### Task inputs
[start]
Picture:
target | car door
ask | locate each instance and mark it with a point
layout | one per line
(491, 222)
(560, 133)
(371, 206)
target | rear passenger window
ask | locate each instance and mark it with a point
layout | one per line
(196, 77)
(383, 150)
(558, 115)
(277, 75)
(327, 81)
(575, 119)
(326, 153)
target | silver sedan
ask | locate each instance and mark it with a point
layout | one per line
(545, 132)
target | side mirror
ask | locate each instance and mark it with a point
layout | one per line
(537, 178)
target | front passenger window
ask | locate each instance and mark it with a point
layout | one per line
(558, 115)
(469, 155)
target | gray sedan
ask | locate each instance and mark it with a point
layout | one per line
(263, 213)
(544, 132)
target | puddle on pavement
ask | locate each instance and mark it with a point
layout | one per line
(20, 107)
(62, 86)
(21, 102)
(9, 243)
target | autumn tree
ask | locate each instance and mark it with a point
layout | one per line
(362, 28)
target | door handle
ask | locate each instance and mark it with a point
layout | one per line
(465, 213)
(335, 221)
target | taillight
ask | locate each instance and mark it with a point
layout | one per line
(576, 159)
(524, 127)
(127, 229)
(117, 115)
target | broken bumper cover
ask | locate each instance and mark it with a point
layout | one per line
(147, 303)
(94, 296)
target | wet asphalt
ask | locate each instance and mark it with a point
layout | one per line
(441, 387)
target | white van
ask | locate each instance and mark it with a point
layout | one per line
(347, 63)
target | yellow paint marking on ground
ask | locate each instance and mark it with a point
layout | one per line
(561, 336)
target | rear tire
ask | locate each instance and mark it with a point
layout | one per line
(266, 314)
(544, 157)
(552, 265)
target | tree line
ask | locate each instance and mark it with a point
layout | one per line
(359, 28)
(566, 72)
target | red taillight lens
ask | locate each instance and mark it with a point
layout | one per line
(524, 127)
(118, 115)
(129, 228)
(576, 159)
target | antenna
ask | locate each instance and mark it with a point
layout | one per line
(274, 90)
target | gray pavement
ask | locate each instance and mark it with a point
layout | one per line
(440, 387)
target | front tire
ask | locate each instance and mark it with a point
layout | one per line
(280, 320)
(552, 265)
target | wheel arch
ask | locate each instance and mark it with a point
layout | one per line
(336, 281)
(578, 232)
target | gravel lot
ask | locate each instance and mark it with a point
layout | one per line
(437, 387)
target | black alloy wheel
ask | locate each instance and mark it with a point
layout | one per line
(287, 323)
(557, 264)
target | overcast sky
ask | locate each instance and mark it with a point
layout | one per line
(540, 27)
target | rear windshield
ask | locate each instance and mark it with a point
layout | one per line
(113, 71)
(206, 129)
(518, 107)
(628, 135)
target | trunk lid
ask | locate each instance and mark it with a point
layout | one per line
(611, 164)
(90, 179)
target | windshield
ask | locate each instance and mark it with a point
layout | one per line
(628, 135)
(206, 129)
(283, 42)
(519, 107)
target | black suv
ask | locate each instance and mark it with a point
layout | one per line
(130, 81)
[end]
Every line from the one containing "target | gravel lot" through the end of the entries above must be echoed exactly, with both ends kept.

### Right answer
target | gravel lot
ask | locate each instance and mark it with a point
layout | one per line
(437, 387)
target | black alloy wheel
ask | locate each instance and mark it with a point
layout | one per line
(287, 323)
(557, 264)
target | overcast sky
ask | locate each instance and mark it with a point
layout | one per line
(540, 27)
target | rear windshield
ask | locate each instance and mark it with a point
layout | one per line
(113, 71)
(206, 129)
(518, 107)
(628, 135)
target | trunk lid
ask | locate each instance and mark it with a point
layout | one per line
(611, 164)
(90, 179)
target | windshield
ask | locate each instance and mark it with a point
layout | one per line
(628, 135)
(206, 129)
(283, 42)
(519, 107)
target | black suv
ask | locate each instance and mark it with a point
layout | one per line
(130, 81)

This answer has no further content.